#### [PROBLEM STATEMENT]
Every line of the data is to be transcribed as it stands.

#### [MATERIAL FOR THIS EXERCISE]
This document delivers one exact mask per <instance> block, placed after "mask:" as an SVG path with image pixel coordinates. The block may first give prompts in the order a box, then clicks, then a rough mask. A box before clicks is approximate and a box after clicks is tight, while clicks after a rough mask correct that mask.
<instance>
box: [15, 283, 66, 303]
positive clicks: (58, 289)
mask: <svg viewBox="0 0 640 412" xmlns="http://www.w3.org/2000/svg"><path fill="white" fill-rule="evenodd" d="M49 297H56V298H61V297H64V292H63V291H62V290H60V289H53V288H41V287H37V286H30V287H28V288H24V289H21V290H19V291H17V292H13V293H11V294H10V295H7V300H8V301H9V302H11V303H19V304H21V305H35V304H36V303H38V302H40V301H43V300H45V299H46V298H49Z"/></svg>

#### [ANSWER BOX]
This document delivers one exact mask per <instance> block, placed after "mask:" as an SVG path with image pixel coordinates. The block may first give prompts in the order a box, then clicks, then a rough mask. A box before clicks is approximate and a box after clicks is tight, while clicks after a rough mask correct that mask.
<instance>
box: [15, 283, 66, 303]
positive clicks: (58, 289)
mask: <svg viewBox="0 0 640 412" xmlns="http://www.w3.org/2000/svg"><path fill="white" fill-rule="evenodd" d="M49 297H56V298H61V297H64V292H63V291H62V290H60V289H53V288H41V287H37V286H30V287H28V288H24V289H21V290H19V291H17V292H13V293H11V294H10V295H7V300H8V301H9V302H11V303H19V304H21V305H35V304H36V303H38V302H40V301H43V300H45V299H46V298H49Z"/></svg>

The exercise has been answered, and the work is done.